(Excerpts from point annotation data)
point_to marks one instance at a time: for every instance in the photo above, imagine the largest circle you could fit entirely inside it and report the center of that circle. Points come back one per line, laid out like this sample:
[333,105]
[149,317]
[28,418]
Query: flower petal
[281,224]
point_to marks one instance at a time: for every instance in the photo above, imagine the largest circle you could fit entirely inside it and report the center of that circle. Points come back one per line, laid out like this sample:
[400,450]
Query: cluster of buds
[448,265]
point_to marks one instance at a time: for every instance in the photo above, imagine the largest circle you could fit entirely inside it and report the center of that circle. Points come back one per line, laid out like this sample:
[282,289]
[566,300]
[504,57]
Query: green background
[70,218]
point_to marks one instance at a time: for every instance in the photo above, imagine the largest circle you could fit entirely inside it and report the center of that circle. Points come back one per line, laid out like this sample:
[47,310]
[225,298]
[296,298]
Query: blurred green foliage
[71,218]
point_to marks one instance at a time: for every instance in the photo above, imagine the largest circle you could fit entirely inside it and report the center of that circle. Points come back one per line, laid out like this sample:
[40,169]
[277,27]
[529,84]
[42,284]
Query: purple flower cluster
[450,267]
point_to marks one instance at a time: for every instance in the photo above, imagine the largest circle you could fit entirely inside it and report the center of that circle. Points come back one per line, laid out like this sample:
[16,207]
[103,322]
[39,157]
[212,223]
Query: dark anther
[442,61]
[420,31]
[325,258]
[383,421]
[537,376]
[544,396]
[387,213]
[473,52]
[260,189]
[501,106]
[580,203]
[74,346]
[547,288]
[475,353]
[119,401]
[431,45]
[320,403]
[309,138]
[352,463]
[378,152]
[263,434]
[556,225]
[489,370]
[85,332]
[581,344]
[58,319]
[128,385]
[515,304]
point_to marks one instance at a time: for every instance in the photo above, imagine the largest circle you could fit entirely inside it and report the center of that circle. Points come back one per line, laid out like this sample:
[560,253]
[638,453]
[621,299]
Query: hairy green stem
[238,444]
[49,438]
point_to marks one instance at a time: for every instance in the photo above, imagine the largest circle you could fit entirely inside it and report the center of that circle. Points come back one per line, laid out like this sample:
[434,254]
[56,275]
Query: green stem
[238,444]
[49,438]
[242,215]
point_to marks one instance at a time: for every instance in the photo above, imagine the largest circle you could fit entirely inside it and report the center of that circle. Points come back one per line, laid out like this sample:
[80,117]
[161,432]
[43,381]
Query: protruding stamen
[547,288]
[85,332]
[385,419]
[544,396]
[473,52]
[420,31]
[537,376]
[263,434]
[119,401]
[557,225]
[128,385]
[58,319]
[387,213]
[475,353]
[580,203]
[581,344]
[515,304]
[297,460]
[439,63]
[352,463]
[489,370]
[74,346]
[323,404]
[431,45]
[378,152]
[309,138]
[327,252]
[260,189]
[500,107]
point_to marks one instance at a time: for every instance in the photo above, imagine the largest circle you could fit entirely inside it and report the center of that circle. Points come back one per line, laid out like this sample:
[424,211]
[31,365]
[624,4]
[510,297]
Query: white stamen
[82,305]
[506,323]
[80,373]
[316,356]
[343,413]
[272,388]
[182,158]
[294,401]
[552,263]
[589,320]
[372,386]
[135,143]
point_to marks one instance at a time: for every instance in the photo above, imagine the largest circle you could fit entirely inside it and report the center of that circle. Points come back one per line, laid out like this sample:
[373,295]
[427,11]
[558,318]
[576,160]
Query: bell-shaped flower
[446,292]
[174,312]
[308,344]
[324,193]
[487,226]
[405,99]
...
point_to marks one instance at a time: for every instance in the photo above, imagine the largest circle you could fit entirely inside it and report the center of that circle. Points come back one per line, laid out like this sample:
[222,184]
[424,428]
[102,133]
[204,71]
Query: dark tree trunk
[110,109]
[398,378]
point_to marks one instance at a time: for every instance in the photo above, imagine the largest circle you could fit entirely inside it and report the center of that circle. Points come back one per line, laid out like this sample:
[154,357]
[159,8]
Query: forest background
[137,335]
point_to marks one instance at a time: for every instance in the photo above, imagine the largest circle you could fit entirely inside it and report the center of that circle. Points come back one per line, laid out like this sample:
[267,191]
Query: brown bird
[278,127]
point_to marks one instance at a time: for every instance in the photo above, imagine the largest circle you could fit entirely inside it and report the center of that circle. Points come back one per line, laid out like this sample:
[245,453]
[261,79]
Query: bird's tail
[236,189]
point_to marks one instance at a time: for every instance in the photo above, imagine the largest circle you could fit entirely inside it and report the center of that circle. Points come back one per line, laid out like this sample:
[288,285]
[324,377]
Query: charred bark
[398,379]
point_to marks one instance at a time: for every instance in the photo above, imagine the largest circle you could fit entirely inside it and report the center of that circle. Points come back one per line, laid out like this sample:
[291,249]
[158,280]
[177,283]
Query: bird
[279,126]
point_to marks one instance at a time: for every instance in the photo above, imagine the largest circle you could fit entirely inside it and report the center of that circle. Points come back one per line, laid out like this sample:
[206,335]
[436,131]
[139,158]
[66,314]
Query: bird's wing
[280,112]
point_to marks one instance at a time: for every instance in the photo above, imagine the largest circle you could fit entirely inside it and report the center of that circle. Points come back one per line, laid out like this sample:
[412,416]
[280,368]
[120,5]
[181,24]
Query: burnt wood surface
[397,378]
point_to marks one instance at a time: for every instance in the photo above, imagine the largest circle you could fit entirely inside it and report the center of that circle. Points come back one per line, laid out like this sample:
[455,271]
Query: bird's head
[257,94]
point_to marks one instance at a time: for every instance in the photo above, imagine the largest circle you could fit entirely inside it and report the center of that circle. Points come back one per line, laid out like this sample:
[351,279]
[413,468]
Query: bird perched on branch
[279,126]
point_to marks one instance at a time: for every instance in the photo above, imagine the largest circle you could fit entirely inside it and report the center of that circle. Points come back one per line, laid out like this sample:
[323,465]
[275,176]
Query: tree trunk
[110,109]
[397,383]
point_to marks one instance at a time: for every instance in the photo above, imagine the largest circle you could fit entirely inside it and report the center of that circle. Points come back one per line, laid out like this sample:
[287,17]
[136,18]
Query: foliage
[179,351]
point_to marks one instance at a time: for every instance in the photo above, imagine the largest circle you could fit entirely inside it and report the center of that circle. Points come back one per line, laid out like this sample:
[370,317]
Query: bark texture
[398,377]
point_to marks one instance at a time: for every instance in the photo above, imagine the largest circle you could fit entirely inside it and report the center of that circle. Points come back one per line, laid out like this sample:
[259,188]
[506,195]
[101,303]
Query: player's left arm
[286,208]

Task prompt —
Please tally the lines in the rows above that contain the string "tree" and reply with only the number.

Expected output —
2